TESTO FORNITO:
►
Difficile quindi tracciarne il processo creativo, ancora di più tentare un’analisi delle sue partiture. Basti pensare che della sua opera più celebre e più importante, il Boris Godunov, esistono tante di quelle versioni, rifacimenti, e orchestrazioni che sembra quasi di essere davanti a un’opera perennemente aperta.

Modest Musorgskij: la sintesi di Claudio Abbado sul Boris

A questo proposito esiti importanti ha avuto, a mio avviso, il lavoro di Claudio Abbado che sul Boris ha dato vita a una sorta di sintesi tra le diverse partiture esistenti, e forse restituendoci la più convincente edizione dell’opera. È curioso però pensare che un compositore dal catalogo così lacunoso sia stato in realtà ispiratore e punto di partenza di tutte le principali avanguardie del Novecento. Dove infatti, se non in  Musorgskij, i presupposti linguistici di Stravinskij, Prokof’ev e Šostakovič?

Ma per molti aspetti anche di Debussy e addirittura di Messiaen, se pensiamo al concetto di tempo e sviluppo musicale. In Modest Musorgskij infatti l’organizzazione dei materiali non segue i processi di sviluppo tipici della musica occidentale, in cui la concatenazione delle frasi e delle strutture formali si regola sui principi di ripetizione e variazione; ogni sezione è a sè, e quasi si giustappone a un’altra.

Un nuovo corso, senza schemi, nella storia della musica

Musorgskij non rimanda mai a un modello formale precostituito (“formes administratives” come le chiamava Debussy), ma crea ogni volta un “contenitore” che è funzionale a una personale idea di narrazione. Si può dire che Musorgskij inauguri un nuovo corso nella storia della musica. Ma per cogliere questi elementi di novità occorre imbattersi nelle numerose versioni delle sue opere, tra partiture incompiute e le pesanti revisioni – quasi delle censure – fatte da Rimsky-Korsakov, il quale ha ripulito, edulcorato, sanato le asperità, i lampi di genio in favore di esiti scolasticamente corretti. Uno dei casi più eclatanti di riscrittura sta in una delle partiture simbolo del repertorio orchestrale: La Notte di San Giovanni sul Monte Calvo.

La Notte di San Giovanni sul Monte Calvo

La gestazione di questo poema sinfonico è stata travagliatissima, se ne conoscono almeno tre versioni, ma gli abbozzi sono molti di più. Nasce come spunto per un’opera mai realizzata, ma esiste anche la traccia di un progetto del lavoro per pianoforte e orchestra (sull’esempio del Totentanz di Liszt), un’altra prevede l’intervento del coro, un’altra ancora viene pensata come Intermezzo per l’opera La Fiera di Sorocinskij (mai compiuta anche questa). Infine vi è la versione a noi più nota, quella di Rimsky-Korsakov del 1886, realizzata cinque anni dopo la morte del compositore, basata sulla partitura originale del 1867 ma pesantemente rimaneggiata, con un finale tratto da uno dei tanti abbozzi esistenti.
◄
COMPLETA QUANTO SEGUE:
• A. Secondo il testo su Musorgskij, in che anno fu realizzata la versione di Rimsky-Korsakov della Notte di San Giovanni sul Monte Calvo?
• B. Trascrivi senza modifiche il passo del testo su Musorgskij che va da "Modest Musorgskij: la" fino a "Prokof’ev e Šostakovič?" compreso.
• C. Scrivi il seguito del testo su Musorgskij, partendo subito dopo la sua ultima frase.
I record sono materiale a parte, distinto dal testo su Musorgskij.

[Record archiviati]
►
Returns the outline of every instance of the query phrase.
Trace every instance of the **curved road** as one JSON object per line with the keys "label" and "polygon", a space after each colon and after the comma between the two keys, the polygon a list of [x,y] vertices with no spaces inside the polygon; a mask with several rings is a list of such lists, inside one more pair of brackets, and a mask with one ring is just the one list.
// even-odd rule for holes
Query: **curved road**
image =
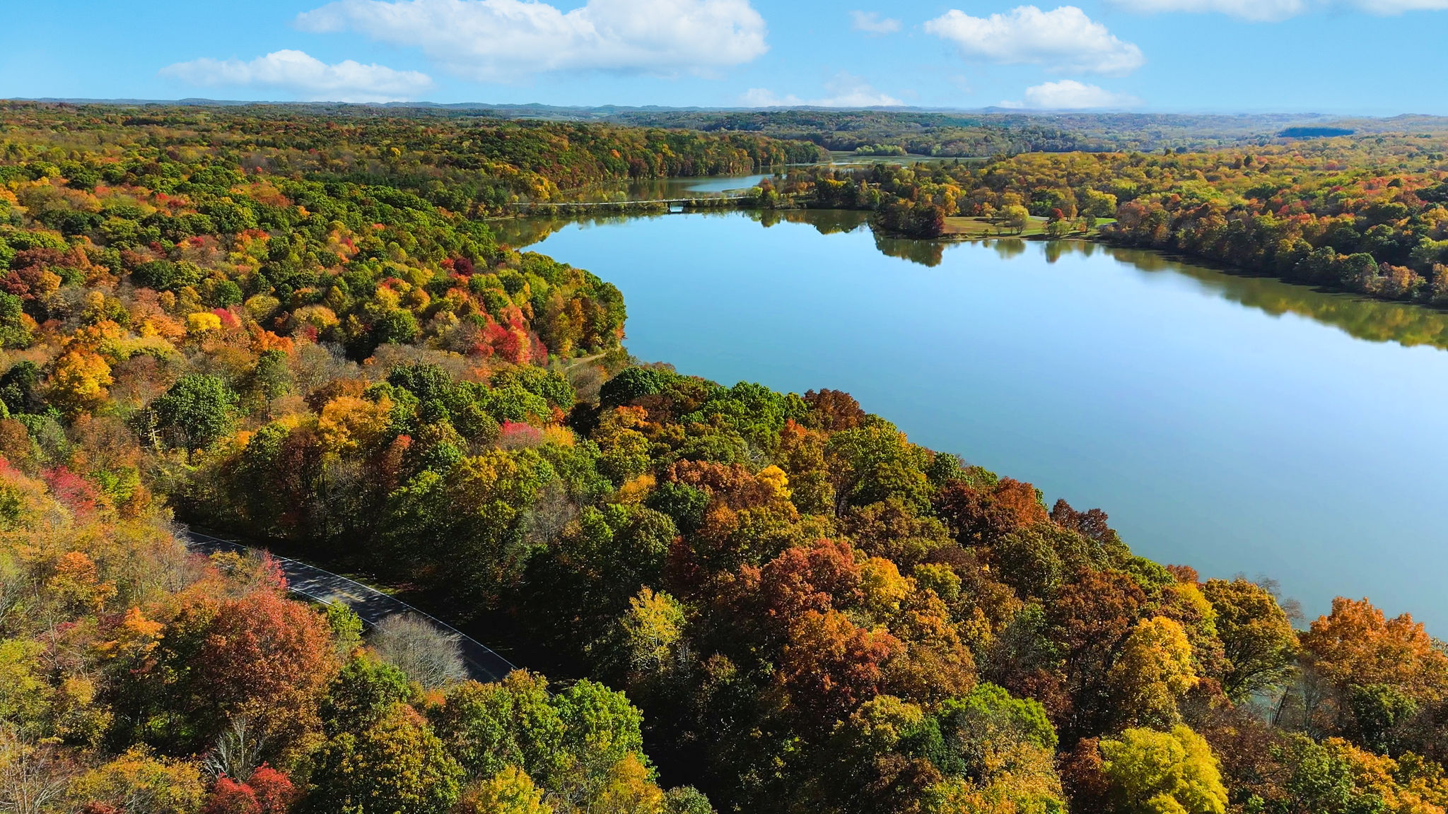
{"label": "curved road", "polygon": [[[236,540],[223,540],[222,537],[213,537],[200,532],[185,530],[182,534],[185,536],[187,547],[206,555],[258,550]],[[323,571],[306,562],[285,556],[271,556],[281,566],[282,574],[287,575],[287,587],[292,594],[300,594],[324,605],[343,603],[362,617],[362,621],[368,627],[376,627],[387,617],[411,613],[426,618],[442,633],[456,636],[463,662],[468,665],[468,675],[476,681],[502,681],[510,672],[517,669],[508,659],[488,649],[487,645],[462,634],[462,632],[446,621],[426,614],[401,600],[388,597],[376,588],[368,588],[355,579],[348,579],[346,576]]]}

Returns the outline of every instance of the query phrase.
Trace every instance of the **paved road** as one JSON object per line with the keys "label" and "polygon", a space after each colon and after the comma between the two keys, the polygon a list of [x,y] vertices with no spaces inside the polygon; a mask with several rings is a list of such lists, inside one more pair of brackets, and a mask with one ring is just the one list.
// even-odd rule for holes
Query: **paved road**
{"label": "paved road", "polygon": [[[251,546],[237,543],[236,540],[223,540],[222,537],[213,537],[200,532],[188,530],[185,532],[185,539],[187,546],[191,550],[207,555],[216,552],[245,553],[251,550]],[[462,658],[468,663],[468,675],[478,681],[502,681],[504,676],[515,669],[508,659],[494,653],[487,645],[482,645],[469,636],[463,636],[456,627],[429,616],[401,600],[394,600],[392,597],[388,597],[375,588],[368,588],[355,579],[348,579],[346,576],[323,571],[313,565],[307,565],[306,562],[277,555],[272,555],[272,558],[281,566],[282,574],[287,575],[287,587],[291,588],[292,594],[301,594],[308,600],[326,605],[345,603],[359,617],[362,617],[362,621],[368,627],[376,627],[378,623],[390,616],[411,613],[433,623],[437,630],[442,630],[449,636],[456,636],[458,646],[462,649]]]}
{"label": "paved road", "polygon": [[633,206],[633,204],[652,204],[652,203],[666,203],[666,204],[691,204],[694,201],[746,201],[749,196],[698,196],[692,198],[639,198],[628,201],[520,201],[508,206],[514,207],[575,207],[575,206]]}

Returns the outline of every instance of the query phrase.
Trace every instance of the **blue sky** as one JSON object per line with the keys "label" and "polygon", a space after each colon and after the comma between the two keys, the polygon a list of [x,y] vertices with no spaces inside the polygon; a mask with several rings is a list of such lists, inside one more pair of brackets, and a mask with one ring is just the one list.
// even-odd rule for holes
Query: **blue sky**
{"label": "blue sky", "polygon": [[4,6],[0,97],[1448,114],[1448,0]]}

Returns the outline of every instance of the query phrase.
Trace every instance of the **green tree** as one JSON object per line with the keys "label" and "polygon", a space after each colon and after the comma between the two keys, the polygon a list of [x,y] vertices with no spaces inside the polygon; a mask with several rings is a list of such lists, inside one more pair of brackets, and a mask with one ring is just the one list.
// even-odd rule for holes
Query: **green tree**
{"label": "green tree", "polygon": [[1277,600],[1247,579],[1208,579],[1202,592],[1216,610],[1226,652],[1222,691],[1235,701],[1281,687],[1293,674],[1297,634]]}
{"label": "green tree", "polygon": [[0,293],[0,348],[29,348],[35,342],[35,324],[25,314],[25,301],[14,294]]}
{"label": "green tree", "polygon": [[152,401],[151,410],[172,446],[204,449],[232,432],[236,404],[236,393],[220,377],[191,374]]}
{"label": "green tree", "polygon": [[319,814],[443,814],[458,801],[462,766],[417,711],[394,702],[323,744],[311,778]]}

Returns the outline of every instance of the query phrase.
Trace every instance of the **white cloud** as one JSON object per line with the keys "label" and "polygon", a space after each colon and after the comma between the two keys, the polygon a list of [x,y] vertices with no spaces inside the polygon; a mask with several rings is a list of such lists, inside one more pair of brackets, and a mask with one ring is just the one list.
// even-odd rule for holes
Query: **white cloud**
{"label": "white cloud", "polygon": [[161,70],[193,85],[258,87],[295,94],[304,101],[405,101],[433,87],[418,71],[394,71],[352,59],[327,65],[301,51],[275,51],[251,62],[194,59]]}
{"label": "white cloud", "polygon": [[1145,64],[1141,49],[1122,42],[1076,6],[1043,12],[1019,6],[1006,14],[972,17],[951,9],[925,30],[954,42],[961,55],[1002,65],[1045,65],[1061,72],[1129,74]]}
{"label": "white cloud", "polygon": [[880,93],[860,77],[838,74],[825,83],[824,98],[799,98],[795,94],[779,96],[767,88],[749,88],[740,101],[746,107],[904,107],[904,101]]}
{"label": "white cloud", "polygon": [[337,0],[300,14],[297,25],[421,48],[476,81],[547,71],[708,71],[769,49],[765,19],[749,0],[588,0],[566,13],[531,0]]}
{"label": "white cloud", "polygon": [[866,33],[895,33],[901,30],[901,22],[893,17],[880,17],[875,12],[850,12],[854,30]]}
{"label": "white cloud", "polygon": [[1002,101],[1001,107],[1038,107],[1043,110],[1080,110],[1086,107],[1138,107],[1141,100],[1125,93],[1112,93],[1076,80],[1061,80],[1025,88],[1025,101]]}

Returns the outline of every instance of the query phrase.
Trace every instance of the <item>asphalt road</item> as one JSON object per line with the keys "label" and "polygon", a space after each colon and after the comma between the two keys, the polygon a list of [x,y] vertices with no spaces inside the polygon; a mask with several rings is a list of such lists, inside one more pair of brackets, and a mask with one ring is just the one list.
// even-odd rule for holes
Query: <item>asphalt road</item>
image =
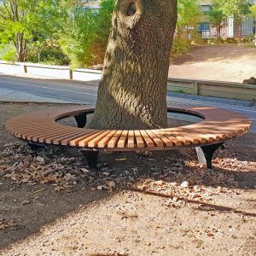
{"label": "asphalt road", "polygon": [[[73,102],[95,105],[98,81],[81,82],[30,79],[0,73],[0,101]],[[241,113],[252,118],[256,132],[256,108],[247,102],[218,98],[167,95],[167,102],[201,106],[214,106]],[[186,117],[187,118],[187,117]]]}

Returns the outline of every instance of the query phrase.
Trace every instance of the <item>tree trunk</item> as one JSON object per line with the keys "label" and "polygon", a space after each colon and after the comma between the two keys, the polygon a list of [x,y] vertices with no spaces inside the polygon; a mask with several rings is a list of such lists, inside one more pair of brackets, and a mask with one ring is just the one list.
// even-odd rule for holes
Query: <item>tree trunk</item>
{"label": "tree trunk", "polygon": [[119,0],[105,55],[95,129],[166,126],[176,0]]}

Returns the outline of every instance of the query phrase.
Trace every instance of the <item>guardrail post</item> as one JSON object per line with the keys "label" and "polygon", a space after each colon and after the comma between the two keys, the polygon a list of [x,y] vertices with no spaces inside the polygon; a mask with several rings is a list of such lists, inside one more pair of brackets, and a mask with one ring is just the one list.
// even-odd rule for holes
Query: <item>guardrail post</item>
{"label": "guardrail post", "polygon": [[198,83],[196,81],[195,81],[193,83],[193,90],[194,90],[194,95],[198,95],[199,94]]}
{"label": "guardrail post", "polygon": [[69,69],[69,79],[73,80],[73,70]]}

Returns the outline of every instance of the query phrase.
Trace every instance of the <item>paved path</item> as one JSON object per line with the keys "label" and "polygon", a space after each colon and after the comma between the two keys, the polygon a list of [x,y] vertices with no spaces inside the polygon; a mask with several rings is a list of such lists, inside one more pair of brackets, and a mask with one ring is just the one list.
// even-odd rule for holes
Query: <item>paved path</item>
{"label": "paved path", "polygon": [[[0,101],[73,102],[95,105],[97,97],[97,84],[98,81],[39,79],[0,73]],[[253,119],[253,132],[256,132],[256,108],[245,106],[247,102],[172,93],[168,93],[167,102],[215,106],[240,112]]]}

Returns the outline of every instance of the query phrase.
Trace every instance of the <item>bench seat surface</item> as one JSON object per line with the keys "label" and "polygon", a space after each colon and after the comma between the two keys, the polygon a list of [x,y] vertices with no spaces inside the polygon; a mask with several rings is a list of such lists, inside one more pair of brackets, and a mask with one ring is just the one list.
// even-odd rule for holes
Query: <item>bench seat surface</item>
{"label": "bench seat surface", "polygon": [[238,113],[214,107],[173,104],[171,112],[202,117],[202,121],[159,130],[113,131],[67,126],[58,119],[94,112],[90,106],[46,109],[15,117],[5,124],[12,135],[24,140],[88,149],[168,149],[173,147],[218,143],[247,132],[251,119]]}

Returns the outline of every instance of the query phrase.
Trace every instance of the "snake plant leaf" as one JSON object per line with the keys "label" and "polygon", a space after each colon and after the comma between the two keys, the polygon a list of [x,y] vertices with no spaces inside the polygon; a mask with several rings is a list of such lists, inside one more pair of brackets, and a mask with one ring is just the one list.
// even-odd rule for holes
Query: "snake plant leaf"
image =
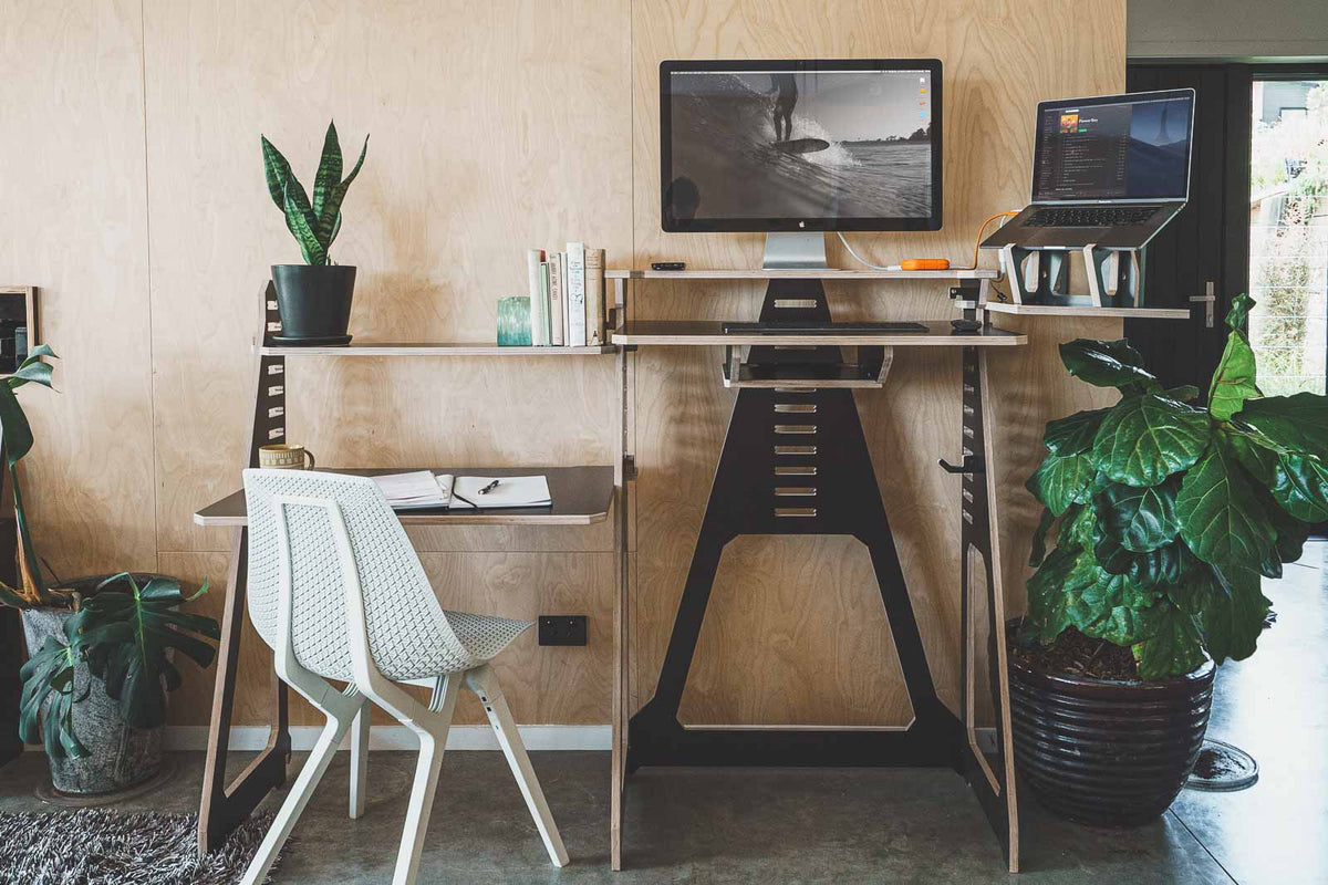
◄
RISPOSTE PER COMPITO:
• A. Nel 1886.

• B.
Modest Musorgskij: la sintesi di Claudio Abbado sul Boris

A questo proposito esiti importanti ha avuto, a mio avviso, il lavoro di Claudio Abbado che sul Boris ha dato vita a una sorta di sintesi tra le diverse partiture esistenti, e forse restituendoci la più convincente edizione dell’opera. È curioso però pensare che un compositore dal catalogo così lacunoso sia stato in realtà ispiratore e punto di partenza di tutte le principali avanguardie del Novecento. Dove infatti, se non in  Musorgskij, i presupposti linguistici di Stravinskij, Prokof’ev e Šostakovič?

• C.
Solo in anni recenti, grazie anche alla magistrale esecuzione/riscoperta di Claudio Abbado, riusciamo a conoscere finalmente le origini e la vera natura di questo sofferto capolavoro. Non mi soffermerò sul significato programmatico del brano che, in sintesi, vuole essere una sorta di evocazione di un Sabba di streghe nella notte, emblematica, luminosa e magica di San Giovanni, il 24 giugno, grossomodo il solstizio d’estate.

La versione del 1867 de Una Notte di San Giovanni su Monte Calvo è una delle partiture più impressionanti dell’Ottocento. Le diverse sezioni che caratterizzano la partitura sembrano chiuse in sè, legate e coese tra di loro da una tensione formale fatta di continui cambiamenti di tempo, di accelerandi e da qualche riferimento motivico che ritorna modificato. A dare quel senso di ebbra danza demoniaca concorrono i temi dalla forte marca popolare, le frasi musicali dalla sintassi spesso irregolare su armonie scarne o su concatenazioni armoniche modaleggianti (anche facendo ricorso alla scala esatonale).

Rispetto alla versione di Rimsky-Korsakov, quella del 1867 è asprissima, di una violenza quasi insostenibile, tellurica, con un’orchestrazione che non ha precedenti, preludio al Novecento di Stravinskij o di Šostakovič (ecco da dove viene la tipica scrittura a raddoppi d’ottava tra strumenti di timbro diverso). Musorgskij, veggente architetto di suoni, sembra non avere radici. Difficile riscontrare i modelli di riferimento, il percorso e la maturazione del suo linguaggio. La sua musica sembra affondare in una storia lontana, forse in una Russia originaria, arcaica, immaginaria che parla di un tempo che è anche il nostro e che non finisce di sconvolgere.